* [YOUR GOAL] Rewrite the entries below, swapping "Find all occurrences of" for "Locate every instance of" wherever it appears and keeping all else unchanged. Leave the pictures out of your version.
[begin DATA FOR THE TASK]
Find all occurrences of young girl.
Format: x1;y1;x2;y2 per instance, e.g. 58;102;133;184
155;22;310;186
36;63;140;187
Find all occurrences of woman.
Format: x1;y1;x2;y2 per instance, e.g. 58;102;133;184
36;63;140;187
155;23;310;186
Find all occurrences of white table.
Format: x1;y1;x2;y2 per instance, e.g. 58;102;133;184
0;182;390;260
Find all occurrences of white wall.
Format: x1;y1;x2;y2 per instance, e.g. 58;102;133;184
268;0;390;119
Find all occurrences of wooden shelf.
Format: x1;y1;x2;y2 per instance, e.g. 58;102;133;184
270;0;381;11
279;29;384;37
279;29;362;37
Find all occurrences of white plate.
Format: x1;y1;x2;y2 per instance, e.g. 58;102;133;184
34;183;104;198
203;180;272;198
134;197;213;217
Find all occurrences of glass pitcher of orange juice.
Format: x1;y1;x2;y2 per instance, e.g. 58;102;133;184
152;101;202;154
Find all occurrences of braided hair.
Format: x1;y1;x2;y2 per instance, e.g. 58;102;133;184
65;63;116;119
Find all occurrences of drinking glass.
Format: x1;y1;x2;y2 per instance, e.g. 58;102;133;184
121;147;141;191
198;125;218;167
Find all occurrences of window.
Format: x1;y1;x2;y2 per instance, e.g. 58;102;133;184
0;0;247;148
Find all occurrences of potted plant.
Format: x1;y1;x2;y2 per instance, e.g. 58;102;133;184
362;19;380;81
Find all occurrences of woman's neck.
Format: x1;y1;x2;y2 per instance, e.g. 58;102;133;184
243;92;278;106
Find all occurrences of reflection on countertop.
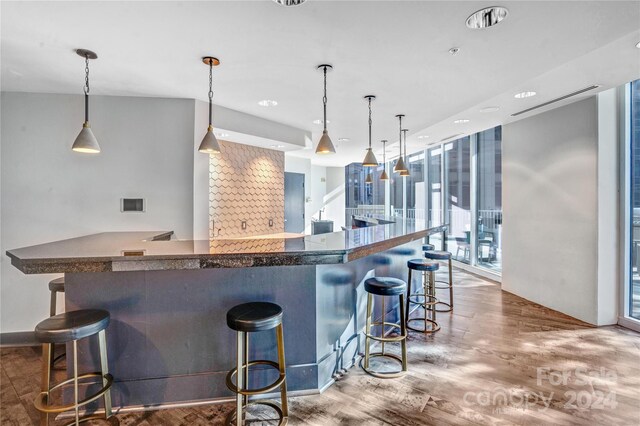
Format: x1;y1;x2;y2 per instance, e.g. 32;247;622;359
[end DATA FOR THE TASK]
* [RESPONSE TO THE TASK]
Locate every instance of young girl.
Format: x1;y1;x2;y2 per instance, e.g. 58;102;133;184
155;22;310;186
36;63;140;187
Locate every instance of woman.
Format: x1;y1;x2;y2 per instance, e.g. 58;102;133;184
36;63;140;187
155;23;310;186
Locate every instance of white table.
Format: x1;y1;x2;y2 per instance, e.g. 58;102;133;184
0;182;390;260
Locate every instance of white wall.
Format: x1;y1;x2;y2 per instance, e.g. 58;102;133;184
268;0;390;119
Locate every instance of wooden shelf.
Format: x1;y1;x2;y2 per instance, e.g. 58;102;133;184
270;0;381;11
279;29;384;37
279;29;362;37
Locate every instance of white plate.
Format: x1;y1;x2;y2 per instance, e.g. 58;102;133;184
34;183;104;198
203;180;272;198
134;197;213;217
Locate every instance of glass pitcher of orange juice.
Format: x1;y1;x2;y2 per instance, e.g. 58;102;133;184
152;101;202;154
Locate every instance of braided hair.
Format: x1;y1;x2;y2 per instance, e.g. 58;102;133;184
65;63;116;119
Locate every instance of drinking glass.
Format: x1;y1;x2;y2 per instance, e.g. 58;102;133;184
121;147;141;191
198;125;218;167
Locate every instance of window.
Format: x1;y1;x2;y2 per instance, e.g. 58;102;133;184
0;0;247;148
Locate every instance of potted plant.
Format: x1;y1;x2;y2 per instance, e.g. 58;102;133;184
362;19;380;81
Locate every instance of woman's neck.
Format: x1;y1;x2;y2 per instance, e.g. 58;102;133;184
243;92;278;106
Locate every instance of reflection on countertop.
Format: x1;y1;x2;y2 per instance, e.g. 32;247;622;359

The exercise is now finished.